Performance expectancy (PE)
Effort expectancy (EE)
Social influence (SI)
Facilitating conditions (FC)
Hedonic motivations (HM)
Habit (H)
Behavioral intention to use (BI)

Invites were sent out to 20 under graduate students and 10 industry developers requesting for participation in the evaluation survey. While the invites were sent randomly to 20 undergraduate students from a class of 40, we had a filter that the undergraduate students selected have computer science as their major, in our academic institution. The industry developers were randomly chosen based from different organizations, through their Linkedin^{Footnote 12} India profiles, where the users mention their work profile and details.

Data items
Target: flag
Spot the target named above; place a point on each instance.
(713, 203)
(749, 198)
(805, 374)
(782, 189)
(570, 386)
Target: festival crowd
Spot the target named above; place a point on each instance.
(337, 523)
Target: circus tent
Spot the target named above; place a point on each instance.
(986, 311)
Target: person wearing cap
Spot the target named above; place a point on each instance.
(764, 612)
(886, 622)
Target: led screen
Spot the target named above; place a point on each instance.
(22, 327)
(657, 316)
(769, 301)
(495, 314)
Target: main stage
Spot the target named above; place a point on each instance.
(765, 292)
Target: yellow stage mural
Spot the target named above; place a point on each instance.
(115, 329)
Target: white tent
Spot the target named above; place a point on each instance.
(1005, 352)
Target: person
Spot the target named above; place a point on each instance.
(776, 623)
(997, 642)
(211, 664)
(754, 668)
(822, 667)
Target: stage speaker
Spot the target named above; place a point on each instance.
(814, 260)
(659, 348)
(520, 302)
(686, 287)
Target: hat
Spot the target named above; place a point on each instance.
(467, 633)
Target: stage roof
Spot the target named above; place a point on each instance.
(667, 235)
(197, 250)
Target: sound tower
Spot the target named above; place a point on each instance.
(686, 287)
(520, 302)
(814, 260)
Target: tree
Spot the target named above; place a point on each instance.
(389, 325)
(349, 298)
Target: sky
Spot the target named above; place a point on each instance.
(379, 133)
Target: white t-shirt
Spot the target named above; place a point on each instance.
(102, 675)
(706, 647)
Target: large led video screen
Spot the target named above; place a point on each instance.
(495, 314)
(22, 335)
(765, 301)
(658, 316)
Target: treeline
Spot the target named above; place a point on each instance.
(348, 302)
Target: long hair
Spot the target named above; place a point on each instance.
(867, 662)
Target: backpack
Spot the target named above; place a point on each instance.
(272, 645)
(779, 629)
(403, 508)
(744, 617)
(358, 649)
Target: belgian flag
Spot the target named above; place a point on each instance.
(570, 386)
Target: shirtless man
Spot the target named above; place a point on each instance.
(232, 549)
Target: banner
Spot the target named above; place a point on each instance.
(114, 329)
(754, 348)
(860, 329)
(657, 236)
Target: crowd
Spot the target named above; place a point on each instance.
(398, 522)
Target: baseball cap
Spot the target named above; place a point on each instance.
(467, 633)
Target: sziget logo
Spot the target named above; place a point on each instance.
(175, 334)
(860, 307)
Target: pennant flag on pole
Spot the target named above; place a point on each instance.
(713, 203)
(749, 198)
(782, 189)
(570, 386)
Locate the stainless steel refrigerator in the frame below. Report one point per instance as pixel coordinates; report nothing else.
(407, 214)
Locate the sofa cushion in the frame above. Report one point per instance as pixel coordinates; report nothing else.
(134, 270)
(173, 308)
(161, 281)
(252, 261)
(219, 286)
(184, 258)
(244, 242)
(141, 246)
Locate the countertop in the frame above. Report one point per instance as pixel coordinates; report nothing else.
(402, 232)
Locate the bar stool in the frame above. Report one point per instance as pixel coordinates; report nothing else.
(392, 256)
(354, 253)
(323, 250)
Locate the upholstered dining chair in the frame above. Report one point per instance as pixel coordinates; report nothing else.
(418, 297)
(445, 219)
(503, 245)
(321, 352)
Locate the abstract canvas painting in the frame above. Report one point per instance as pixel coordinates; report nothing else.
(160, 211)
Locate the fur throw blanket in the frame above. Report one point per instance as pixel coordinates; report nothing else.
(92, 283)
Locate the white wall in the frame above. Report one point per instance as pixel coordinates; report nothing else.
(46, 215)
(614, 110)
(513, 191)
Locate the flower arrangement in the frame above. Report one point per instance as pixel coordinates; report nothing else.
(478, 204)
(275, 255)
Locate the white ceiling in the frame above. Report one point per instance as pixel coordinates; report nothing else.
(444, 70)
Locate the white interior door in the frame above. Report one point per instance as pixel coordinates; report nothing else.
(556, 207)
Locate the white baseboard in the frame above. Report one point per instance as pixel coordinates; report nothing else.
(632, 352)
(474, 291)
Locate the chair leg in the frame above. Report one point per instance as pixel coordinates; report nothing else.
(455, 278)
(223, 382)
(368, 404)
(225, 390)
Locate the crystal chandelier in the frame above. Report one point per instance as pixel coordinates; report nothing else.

• **WRITTEN TASKS**:
1. What filter does the provided passage say was applied to the undergraduate students who were invited?
2. Find every line in the records that contains the string "screen", matching case exactly, and copy each of those lines.

• **SOLUTIONS TO THE PROBLEMS**:
1. The selected undergraduate students had to have computer science as their major.

2.
Target: led screen
Target: large led video screen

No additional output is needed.